-------- PETIKAN TEKS --------

Bisnis TNI Bakal Jadi Satu Holding Company

Gurita bisnis milik militer yang tumbuh subur di era Orde Baru akan digabung dalam satu payung holding company. Bisnis yang dikelola berbagai badan usaha yayasan dan koperasi itu kini menjangkau semua lini usaha. Mulai bisnis ritel, transportasi, hingga distribusi bahan pokok.

Penertiban usaha aparat berbaju doreng itu ditetapkan melalui keputusan presiden (keppres). Hal ini diungkapkan oleh Menteri Pertahanan Juwono Sudarsono. Saya sudah bicara dengan Menkeu (Jusuf Anwar), Menteri BUMN (Sugiharto), dan Menkumham (Hamid Awaludin) untuk mendata kembali masalah, baik kredit ekspor maupun pengadaan, termasuk penggunaan uang negara berkaitannya dengan dana yang berasal dengan apa yang disebut bisnis militer, ungkap Menhan sebelum berangkat ke Amerika Serikat, Kamis lalu.

--------

INSTRUKSI TUGAS A
Bisakah Anda mengulang bagian teks tentang bisnis TNI, mulai dari "Bisnis TNI Bakal" sampai "Serikat, Kamis lalu.", tanpa mengubah satu kata pun?
Teks tentang bisnis TNI dan catatan yang menyusul tidak saling berkaitan.

-------- DATA UNTUK DIOLAH --------

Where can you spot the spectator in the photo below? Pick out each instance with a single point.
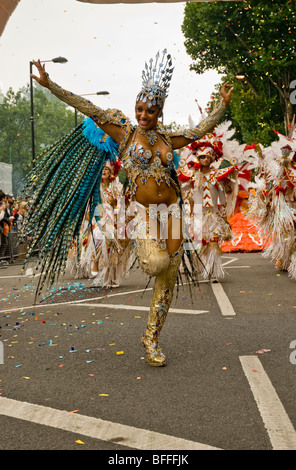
(4, 226)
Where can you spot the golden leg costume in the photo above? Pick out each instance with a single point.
(154, 259)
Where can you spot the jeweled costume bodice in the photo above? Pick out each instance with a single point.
(139, 162)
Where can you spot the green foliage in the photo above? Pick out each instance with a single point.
(52, 120)
(254, 37)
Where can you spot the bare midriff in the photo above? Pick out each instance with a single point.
(152, 193)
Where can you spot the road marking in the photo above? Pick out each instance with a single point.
(222, 299)
(74, 302)
(279, 427)
(96, 428)
(236, 267)
(146, 309)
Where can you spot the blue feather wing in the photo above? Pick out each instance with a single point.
(63, 186)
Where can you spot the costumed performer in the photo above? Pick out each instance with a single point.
(274, 205)
(146, 152)
(247, 237)
(212, 192)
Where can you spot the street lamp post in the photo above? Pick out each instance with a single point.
(88, 94)
(60, 60)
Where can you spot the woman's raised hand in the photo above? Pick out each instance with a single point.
(226, 95)
(43, 77)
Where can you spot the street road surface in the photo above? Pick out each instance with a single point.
(73, 374)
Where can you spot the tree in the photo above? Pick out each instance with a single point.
(52, 120)
(256, 38)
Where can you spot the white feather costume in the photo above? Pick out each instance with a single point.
(212, 195)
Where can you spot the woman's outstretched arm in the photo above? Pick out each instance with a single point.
(111, 121)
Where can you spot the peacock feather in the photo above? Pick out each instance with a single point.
(63, 186)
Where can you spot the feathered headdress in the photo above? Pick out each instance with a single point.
(156, 79)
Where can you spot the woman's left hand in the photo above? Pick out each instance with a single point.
(226, 95)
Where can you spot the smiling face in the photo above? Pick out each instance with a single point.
(147, 116)
(205, 160)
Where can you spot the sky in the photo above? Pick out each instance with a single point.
(106, 47)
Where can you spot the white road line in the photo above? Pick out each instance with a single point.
(230, 260)
(96, 428)
(279, 427)
(146, 309)
(236, 267)
(222, 299)
(72, 302)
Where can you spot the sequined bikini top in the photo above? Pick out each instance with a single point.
(146, 164)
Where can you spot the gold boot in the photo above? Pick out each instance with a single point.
(161, 300)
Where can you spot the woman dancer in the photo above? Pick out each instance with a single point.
(146, 152)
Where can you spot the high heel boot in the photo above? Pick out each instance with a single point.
(161, 300)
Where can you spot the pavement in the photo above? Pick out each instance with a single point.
(73, 375)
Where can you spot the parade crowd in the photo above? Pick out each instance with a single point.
(12, 214)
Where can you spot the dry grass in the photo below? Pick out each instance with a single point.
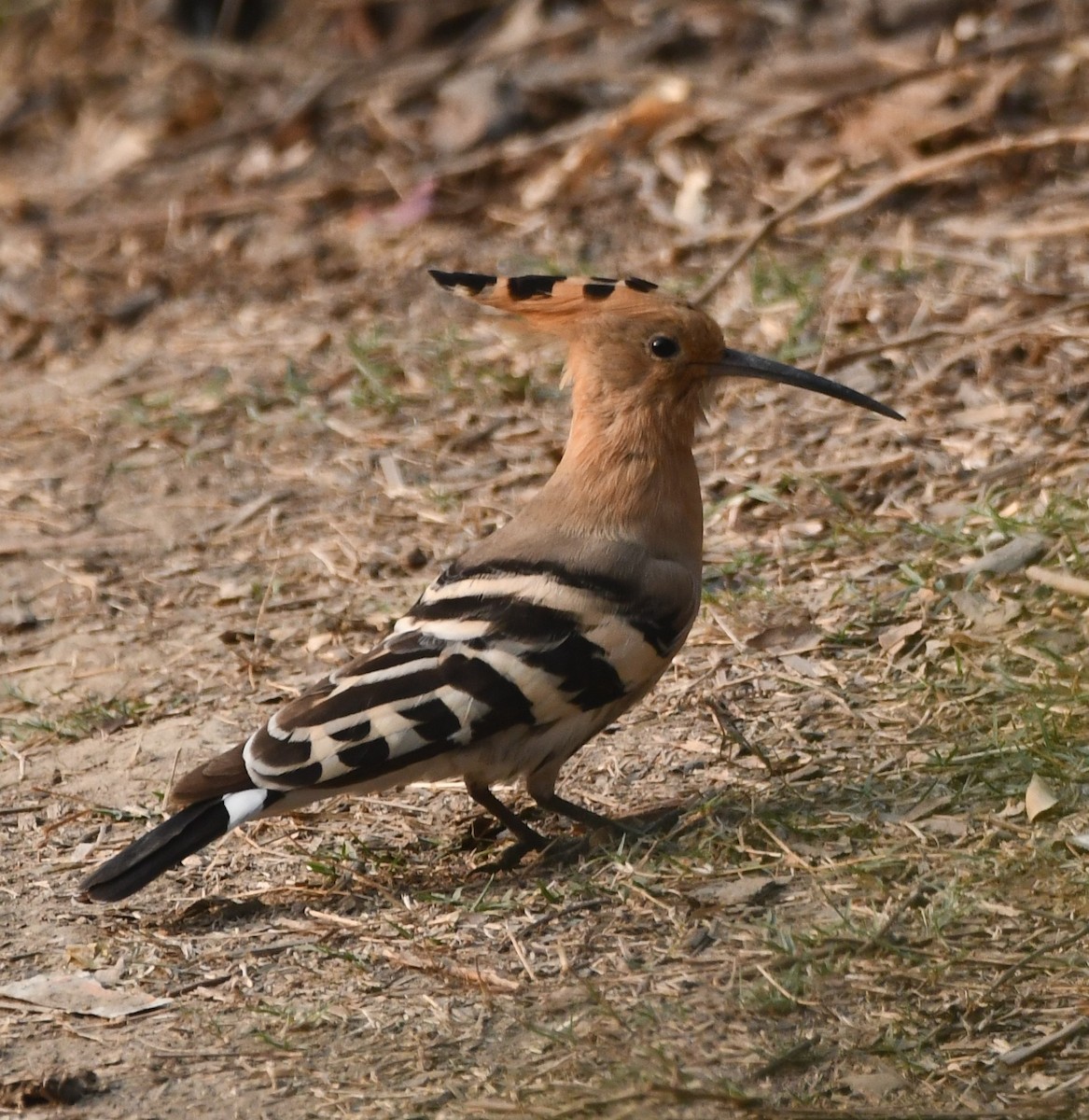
(240, 432)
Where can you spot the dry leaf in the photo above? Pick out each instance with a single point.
(893, 638)
(1039, 798)
(79, 994)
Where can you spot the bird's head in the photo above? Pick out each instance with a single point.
(627, 342)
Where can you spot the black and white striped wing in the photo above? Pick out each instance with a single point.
(502, 652)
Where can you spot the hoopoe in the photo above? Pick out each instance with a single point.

--------

INSTRUKSI TUGAS B
Baris catatan mana saja yang memuat kata "road"? Ambil semua baris itu, dan bedakan huruf besar dan huruf kecil.

HASIL A
Bisnis TNI Bakal Jadi Satu Holding Company

Gurita bisnis milik militer yang tumbuh subur di era Orde Baru akan digabung dalam satu payung holding company. Bisnis yang dikelola berbagai badan usaha yayasan dan koperasi itu kini menjangkau semua lini usaha. Mulai bisnis ritel, transportasi, hingga distribusi bahan pokok.

Penertiban usaha aparat berbaju doreng itu ditetapkan melalui keputusan presiden (keppres). Hal ini diungkapkan oleh Menteri Pertahanan Juwono Sudarsono. Saya sudah bicara dengan Menkeu (Jusuf Anwar), Menteri BUMN (Sugiharto), dan Menkumham (Hamid Awaludin) untuk mendata kembali masalah, baik kredit ekspor maupun pengadaan, termasuk penggunaan uang negara berkaitannya dengan dana yang berasal dengan apa yang disebut bisnis militer, ungkap Menhan sebelum berangkat ke Amerika Serikat, Kamis lalu.

HASIL B
Where can you spot the road marking in the photo above? Pick out each instance with a single point.
Where can you spot the street road surface in the photo above? Pick out each instance with a single point.
Where can you spot the white road line in the photo above? Pick out each instance with a single point.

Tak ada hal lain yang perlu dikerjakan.